(Outline records)
"""

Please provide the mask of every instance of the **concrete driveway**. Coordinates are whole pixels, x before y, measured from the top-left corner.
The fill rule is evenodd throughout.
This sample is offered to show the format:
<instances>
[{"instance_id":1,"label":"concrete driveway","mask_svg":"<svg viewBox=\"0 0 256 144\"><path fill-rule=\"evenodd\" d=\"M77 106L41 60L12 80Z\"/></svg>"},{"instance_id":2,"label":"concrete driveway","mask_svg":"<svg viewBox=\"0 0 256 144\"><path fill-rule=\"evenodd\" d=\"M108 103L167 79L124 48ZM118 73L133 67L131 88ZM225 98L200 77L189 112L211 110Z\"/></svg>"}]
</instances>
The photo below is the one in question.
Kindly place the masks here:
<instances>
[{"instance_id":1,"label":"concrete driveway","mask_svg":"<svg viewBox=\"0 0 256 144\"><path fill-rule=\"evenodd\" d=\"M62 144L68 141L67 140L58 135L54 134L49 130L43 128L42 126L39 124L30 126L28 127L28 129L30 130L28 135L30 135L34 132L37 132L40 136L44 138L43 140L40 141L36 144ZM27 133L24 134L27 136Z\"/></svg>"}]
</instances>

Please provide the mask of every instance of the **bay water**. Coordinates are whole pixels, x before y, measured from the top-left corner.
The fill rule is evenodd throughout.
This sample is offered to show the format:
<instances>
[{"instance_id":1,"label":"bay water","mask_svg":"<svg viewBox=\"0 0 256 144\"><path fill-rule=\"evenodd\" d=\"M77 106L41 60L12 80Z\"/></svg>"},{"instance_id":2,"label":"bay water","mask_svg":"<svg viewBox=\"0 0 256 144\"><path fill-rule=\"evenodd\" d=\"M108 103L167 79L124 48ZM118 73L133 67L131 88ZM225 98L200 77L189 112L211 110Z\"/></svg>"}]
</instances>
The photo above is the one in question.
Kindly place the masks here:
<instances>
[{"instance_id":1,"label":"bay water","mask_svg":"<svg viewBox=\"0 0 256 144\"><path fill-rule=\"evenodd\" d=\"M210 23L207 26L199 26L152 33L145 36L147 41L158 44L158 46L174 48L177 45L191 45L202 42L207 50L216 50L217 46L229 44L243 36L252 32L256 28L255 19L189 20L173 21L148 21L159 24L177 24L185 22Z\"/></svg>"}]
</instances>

"""

## Written request
Return exactly, and only, the line containing "Please provide the mask of every instance of the **bay" and every line after it through the end of the material.

## Output for this exercise
Please provide the mask of every instance of the **bay water**. Coordinates are whole pixels, x before y, measured from the top-left corner.
The fill rule is evenodd throughout.
This sample is offered to show the format:
<instances>
[{"instance_id":1,"label":"bay water","mask_svg":"<svg viewBox=\"0 0 256 144\"><path fill-rule=\"evenodd\" d=\"M77 106L41 60L12 80Z\"/></svg>"},{"instance_id":2,"label":"bay water","mask_svg":"<svg viewBox=\"0 0 256 144\"><path fill-rule=\"evenodd\" d=\"M108 103L167 79L124 48ZM118 73L133 67L131 88ZM225 98L200 77L189 112L211 110Z\"/></svg>"}]
</instances>
The photo above is the one in question.
Kindly place the masks here:
<instances>
[{"instance_id":1,"label":"bay water","mask_svg":"<svg viewBox=\"0 0 256 144\"><path fill-rule=\"evenodd\" d=\"M210 23L207 26L199 26L152 33L145 36L147 41L158 44L158 46L174 48L177 45L191 45L202 42L207 50L216 50L217 46L229 44L243 36L252 32L256 28L255 19L189 20L173 21L148 21L159 24L177 24L185 22Z\"/></svg>"}]
</instances>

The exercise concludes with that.